THE UNDERCUTTING EDGE: An Interview With Stephen Reedy


The past few weeks have been a little draining. I've had to let go of a few people while tending to some much-needed downtime over the weekend while balancing work on all ends, so if you're reading this, thank you for bearing with me. Part of that rest period was spent on a nice, brisk thirty-some odd minute-long jewel of a shortfilm that I have been in love with for up to thirteen years. My feelings haven't waned and it served as a nice refresher reminding me why it is I started this site in the first place.

That movie finally garnered my own viewing of its behind-the-scenes featurette just this month, showcasing the antics and shenanigans of The Stunt People - one of the independent film and stunt troupes that bred my earlier interest in the world of online martial arts action filmmaking; The group even accrued its own chat forum as their popularity arose as did their ambitions. Furthermore, said footage, and in timely fashion, likely fills in some blanks that might-have-been in the course of assembling this interview with none other than filmmaker Stephen Reedy, who directed The Stunt People short, Undercut, to perpetual fan acclaim.

SUPPLIED MATERIAL:
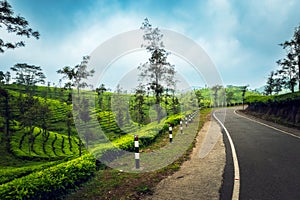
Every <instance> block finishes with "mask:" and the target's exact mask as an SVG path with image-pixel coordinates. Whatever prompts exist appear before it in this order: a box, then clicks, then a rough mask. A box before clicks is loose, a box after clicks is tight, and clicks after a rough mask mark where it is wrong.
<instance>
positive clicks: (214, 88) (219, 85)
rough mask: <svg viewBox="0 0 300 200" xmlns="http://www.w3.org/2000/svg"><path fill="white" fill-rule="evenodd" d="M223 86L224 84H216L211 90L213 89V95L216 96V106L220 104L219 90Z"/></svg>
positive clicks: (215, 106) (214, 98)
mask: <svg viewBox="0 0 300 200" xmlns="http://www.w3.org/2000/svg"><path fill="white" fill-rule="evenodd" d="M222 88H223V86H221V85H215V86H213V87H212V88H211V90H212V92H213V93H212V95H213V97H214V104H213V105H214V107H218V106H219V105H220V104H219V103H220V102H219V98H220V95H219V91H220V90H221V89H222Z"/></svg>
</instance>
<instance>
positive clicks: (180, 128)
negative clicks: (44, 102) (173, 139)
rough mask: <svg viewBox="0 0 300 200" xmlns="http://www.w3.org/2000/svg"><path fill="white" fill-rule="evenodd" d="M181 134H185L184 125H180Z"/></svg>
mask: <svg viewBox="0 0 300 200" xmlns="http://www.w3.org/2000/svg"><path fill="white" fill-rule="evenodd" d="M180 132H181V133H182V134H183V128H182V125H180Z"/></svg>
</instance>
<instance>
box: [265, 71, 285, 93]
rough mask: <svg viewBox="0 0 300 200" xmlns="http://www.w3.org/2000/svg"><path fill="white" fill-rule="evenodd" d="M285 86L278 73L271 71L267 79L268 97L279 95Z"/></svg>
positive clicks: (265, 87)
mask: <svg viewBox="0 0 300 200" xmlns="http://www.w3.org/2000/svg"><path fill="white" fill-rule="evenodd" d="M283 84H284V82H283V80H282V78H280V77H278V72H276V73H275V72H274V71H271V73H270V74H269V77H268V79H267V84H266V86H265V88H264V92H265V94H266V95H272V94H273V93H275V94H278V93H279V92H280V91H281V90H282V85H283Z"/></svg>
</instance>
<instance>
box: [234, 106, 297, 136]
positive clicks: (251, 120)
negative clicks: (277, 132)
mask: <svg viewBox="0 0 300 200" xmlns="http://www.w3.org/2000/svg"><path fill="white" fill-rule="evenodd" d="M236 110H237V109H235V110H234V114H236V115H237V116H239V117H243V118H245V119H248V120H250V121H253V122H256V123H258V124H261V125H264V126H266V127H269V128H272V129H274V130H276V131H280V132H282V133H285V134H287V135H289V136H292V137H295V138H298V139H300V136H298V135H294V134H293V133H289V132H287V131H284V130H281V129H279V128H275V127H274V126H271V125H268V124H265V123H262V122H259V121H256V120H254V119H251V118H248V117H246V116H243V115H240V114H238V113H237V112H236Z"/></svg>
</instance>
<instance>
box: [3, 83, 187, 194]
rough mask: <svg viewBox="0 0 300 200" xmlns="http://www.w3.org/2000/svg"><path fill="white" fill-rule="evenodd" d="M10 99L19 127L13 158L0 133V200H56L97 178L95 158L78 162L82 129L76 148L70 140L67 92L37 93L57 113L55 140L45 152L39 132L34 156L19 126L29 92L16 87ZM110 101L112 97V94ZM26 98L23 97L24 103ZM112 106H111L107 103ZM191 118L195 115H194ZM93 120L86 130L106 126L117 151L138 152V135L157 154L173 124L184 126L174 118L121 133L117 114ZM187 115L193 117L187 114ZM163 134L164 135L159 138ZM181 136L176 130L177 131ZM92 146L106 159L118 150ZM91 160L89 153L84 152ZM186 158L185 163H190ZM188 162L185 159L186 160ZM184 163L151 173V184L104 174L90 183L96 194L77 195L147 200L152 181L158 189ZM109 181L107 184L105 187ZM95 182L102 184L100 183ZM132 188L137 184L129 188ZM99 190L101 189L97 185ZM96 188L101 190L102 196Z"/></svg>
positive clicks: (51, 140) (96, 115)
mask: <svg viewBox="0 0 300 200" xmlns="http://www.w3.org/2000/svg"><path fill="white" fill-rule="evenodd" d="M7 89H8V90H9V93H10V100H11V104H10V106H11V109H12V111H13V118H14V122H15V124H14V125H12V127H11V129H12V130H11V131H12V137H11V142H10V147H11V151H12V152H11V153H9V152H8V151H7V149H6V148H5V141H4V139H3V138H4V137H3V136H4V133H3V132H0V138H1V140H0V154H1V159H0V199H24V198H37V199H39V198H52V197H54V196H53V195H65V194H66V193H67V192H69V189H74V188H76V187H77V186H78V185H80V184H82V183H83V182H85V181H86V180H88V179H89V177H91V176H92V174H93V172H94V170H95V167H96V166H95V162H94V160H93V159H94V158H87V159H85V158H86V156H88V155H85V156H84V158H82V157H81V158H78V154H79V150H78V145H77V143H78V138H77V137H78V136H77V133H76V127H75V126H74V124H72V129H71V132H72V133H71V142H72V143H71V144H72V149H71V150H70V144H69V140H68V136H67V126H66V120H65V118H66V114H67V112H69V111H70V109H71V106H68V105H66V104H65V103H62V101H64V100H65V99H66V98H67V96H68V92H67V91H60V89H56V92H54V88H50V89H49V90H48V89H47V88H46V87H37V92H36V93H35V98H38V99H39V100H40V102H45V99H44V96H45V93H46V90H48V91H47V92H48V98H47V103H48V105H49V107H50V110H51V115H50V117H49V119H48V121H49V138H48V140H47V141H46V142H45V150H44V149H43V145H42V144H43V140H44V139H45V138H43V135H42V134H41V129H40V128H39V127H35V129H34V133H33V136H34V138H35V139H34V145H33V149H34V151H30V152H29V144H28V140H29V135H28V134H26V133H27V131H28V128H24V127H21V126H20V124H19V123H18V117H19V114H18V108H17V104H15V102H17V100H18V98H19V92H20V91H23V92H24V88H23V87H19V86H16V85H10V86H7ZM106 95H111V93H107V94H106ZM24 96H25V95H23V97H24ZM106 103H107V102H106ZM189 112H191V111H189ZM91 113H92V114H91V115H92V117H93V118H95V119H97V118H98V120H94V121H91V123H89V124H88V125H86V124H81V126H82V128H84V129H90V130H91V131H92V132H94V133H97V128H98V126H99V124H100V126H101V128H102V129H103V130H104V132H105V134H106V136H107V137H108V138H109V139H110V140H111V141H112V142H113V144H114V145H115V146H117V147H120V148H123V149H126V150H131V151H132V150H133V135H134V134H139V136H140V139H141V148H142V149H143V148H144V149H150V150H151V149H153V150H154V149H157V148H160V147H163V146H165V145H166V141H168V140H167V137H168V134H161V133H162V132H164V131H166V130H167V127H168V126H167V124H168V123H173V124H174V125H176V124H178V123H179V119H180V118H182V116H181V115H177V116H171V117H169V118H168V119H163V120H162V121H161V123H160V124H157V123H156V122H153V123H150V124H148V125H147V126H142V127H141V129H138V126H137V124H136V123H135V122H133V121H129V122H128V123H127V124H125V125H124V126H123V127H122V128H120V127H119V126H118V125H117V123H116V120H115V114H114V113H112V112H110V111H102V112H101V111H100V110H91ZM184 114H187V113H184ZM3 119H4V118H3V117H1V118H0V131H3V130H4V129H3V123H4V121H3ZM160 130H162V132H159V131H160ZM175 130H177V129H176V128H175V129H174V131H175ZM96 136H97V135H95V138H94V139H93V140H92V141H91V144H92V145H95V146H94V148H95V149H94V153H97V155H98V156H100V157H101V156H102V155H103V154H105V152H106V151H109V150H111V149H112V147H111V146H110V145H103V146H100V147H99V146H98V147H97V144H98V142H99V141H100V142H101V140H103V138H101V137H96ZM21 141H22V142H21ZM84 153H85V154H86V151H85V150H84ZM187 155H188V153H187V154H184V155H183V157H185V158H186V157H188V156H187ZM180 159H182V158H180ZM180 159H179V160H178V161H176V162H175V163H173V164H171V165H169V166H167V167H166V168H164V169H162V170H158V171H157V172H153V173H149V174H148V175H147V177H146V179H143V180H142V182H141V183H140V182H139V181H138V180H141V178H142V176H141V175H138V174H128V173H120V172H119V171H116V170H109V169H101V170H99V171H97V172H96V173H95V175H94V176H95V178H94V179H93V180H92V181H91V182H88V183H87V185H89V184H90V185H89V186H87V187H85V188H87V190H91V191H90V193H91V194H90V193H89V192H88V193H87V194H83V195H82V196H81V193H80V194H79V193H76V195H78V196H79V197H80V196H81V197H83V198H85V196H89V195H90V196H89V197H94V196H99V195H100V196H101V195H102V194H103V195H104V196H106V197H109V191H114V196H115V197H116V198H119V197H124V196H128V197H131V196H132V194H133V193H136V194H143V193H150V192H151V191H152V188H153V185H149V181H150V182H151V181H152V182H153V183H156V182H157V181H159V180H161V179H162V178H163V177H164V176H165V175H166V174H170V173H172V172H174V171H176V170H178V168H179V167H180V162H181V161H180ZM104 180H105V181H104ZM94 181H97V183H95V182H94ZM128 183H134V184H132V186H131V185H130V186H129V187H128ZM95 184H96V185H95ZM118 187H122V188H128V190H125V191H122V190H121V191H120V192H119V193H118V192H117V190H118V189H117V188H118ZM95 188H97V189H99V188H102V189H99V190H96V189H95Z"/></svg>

...

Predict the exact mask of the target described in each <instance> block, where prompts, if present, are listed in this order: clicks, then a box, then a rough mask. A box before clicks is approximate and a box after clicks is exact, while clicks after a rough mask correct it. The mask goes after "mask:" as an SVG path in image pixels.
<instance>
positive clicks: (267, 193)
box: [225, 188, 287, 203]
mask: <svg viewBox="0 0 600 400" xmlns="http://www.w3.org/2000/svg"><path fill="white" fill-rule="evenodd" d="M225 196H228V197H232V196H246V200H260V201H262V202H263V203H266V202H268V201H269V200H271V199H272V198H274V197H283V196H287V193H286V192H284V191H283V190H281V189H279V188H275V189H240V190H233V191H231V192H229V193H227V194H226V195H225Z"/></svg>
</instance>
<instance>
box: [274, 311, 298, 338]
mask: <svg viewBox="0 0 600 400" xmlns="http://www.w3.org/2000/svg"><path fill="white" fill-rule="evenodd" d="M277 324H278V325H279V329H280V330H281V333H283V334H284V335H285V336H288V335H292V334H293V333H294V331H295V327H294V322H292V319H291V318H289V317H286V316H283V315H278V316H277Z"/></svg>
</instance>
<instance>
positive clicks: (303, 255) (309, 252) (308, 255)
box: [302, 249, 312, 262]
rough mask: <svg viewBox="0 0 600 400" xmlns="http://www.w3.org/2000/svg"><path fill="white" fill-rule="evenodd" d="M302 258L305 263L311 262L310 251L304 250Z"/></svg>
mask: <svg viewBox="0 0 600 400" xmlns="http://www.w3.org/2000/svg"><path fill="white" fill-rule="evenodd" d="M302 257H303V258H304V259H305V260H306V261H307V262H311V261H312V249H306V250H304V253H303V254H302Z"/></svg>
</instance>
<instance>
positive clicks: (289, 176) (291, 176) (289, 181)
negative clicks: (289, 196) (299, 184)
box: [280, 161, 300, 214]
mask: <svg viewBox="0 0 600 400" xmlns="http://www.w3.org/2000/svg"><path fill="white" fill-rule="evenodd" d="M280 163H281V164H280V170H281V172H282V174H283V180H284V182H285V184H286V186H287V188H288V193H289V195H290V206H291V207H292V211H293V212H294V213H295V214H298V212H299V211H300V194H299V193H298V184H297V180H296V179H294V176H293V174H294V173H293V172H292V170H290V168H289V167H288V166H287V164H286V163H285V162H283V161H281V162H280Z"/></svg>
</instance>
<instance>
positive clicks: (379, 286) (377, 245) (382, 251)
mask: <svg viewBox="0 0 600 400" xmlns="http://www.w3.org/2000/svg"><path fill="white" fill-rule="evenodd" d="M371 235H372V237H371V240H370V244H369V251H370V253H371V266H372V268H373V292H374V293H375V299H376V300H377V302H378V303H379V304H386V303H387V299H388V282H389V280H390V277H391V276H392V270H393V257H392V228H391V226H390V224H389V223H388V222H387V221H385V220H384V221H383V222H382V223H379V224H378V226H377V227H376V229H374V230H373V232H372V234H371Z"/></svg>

...

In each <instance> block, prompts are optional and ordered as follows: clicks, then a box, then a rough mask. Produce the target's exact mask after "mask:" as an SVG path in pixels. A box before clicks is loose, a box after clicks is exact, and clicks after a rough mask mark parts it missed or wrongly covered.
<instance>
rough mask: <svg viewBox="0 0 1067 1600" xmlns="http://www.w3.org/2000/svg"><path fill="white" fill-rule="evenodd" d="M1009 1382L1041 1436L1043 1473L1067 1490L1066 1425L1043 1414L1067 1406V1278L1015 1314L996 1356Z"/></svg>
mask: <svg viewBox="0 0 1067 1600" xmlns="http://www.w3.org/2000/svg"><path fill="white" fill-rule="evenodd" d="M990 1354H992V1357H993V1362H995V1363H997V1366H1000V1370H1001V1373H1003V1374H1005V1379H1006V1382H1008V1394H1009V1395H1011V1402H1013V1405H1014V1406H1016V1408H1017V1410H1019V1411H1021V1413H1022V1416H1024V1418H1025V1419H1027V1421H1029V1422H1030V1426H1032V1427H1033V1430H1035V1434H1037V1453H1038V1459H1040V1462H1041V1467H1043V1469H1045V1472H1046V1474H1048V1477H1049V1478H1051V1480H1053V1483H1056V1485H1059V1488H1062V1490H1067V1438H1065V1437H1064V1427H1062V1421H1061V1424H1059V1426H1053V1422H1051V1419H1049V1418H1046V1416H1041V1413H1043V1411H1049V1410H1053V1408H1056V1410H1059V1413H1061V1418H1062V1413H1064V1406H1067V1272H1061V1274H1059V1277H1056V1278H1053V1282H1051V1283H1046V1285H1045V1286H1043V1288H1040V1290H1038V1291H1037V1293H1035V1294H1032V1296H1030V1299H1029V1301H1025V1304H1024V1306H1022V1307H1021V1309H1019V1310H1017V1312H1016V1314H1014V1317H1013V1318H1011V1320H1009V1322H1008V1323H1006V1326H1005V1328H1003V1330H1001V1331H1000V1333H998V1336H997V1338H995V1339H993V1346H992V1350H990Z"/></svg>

QUESTIONS TO ANSWER:
**a)** Translate this sentence from the interview introduction into Spanish: "The past few weeks have been a little draining."
**b)** Answer these questions using the interview introduction:
(i) For up to how many years has the writer been in love with the short film?
(ii) Who directed the short Undercut?
(iii) What did The Stunt People accrue as their popularity arose?

TASK RESULTS:
**a)** Las últimas semanas han sido un poco agotadoras.

**b)**
(i) Up to thirteen years.
(ii) Stephen Reedy.
(iii) Their own chat forum.